## 选段
POJ 3368 Frequent values (RMQ)

题目链接:http://poj.org/problem?id=3368

题目大意:

给出一个n个数长度的串, m个询问

求出给定范围内的最大连续字符串的长度

方法:

RMQ模板, 记录每个位置的数连续的次数,用RMQ求出每个区间的最大连续字符的长度值

#include <iostream>
#include <cstdio>
#include <cstring>
#include <cmath>
#include <algorithm>

using namespace std;
const int maxn = 100010;
int A[maxn];
int Max[maxn][20];
int f[maxn];

void RMQ(int n)
{
	int k = (int )(log(n) / log(2));
	for(int j=1; j<=k; j++)
		for(int i=1; i<=n; i++)
			if(i + (1<<j) - 1 <= n){
				Max[i][j] = max(Max[i][j-1], Max[i+(1<<(j-1))][j-1]);
			}
}

int main()
{
	int n, q;
	while(~scanf("%d",&n) && n)
	{
		scanf("%d",&q);
		memset(f, 0, sizeof(f));
		for(int i=1; i<=n ;i++){
			scanf("%d", &A[i]);
			if(A[i] == A[i-1] && i > 1)

## 提取数据
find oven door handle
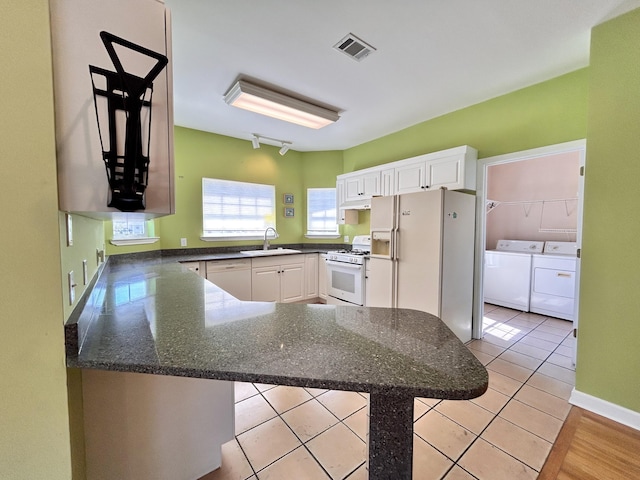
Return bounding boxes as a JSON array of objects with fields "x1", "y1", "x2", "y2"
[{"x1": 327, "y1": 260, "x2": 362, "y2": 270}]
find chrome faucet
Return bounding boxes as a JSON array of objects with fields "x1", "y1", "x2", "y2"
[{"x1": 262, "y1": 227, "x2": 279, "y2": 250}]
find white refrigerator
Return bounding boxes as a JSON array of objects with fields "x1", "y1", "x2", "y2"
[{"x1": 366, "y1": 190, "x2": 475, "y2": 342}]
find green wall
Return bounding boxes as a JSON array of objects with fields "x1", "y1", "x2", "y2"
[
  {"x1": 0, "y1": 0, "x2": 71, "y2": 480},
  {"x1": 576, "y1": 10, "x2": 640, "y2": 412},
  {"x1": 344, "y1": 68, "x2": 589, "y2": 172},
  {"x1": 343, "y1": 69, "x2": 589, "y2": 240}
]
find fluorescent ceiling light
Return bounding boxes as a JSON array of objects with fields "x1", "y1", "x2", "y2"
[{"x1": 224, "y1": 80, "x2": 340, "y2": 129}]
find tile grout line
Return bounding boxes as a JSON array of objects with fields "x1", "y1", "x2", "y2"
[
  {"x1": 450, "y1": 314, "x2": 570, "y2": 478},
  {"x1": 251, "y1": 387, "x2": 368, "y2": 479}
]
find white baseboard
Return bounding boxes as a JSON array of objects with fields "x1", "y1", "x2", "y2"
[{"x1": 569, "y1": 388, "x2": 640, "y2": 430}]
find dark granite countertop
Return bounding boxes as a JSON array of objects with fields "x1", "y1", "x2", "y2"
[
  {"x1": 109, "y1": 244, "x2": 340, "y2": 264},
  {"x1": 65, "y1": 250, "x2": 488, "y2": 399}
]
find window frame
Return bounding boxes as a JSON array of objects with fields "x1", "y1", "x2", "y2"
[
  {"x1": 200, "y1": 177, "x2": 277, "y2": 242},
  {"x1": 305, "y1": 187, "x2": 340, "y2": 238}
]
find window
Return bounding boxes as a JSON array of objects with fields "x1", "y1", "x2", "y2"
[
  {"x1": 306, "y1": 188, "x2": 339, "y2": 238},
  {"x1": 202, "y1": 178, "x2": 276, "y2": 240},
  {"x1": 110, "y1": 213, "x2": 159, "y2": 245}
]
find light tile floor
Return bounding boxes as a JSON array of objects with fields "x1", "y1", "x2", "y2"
--
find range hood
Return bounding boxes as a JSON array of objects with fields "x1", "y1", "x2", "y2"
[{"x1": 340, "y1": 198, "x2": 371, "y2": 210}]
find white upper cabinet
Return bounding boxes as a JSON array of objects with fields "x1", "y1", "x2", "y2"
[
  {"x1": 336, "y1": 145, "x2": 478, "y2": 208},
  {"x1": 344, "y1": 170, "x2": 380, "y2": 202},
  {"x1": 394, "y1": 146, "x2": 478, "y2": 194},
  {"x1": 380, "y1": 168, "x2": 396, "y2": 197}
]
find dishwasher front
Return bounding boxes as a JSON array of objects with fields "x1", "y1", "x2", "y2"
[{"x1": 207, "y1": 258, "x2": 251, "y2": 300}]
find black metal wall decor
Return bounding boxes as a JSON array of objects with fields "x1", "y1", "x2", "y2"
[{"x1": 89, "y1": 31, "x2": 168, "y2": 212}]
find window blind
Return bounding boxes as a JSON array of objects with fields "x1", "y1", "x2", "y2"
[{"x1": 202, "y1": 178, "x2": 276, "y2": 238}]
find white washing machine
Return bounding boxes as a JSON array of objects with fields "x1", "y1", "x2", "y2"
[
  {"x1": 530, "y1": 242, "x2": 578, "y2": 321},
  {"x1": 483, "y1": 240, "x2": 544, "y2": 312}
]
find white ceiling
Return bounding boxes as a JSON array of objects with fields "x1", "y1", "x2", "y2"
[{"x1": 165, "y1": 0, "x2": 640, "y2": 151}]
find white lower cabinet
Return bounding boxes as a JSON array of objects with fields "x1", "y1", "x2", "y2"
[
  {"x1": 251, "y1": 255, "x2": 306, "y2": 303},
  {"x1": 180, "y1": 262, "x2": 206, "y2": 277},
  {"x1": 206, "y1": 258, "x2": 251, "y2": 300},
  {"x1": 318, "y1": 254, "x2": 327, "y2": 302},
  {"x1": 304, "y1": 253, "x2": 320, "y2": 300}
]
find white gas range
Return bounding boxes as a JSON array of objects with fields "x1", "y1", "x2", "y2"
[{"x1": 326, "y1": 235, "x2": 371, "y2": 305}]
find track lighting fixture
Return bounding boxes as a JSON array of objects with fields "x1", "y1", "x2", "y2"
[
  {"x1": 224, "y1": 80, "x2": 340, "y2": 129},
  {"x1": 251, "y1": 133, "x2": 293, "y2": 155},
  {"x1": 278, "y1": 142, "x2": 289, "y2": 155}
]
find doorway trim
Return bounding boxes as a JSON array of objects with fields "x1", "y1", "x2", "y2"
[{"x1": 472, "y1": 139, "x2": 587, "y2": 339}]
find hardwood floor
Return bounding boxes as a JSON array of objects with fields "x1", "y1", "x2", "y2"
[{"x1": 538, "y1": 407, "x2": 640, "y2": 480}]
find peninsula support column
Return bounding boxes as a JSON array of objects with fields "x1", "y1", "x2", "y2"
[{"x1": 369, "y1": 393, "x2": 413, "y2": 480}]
* * *
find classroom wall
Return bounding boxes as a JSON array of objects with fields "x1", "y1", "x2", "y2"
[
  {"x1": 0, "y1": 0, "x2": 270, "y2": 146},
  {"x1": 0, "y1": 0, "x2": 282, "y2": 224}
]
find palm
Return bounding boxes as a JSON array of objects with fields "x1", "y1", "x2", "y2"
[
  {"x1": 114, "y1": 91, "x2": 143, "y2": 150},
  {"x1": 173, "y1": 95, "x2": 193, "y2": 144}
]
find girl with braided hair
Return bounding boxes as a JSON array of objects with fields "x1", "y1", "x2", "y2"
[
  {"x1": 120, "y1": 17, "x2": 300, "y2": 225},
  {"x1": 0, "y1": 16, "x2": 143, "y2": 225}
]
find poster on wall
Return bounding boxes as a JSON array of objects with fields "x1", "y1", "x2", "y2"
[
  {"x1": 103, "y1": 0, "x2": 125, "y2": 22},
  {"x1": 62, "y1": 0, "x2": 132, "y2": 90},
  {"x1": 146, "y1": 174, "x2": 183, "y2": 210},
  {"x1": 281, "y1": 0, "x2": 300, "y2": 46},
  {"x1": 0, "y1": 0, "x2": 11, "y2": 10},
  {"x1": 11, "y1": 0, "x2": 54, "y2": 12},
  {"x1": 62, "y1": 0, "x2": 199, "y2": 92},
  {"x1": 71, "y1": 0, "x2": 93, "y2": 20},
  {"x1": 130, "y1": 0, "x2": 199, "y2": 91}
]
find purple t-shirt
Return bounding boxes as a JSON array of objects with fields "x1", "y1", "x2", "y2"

## 待办事项
(a) 按选段所述，这道题要对给定范围求出什么？
(b) 找出含有字符串“tile”的所有行，逐行照抄出来，区分大小写。
选段与各行数据是彼此独立的两份材料。

## 已解决问题
(a) 给定范围内最大连续字符串的长度。

(b)
find tile grout line
find light tile floor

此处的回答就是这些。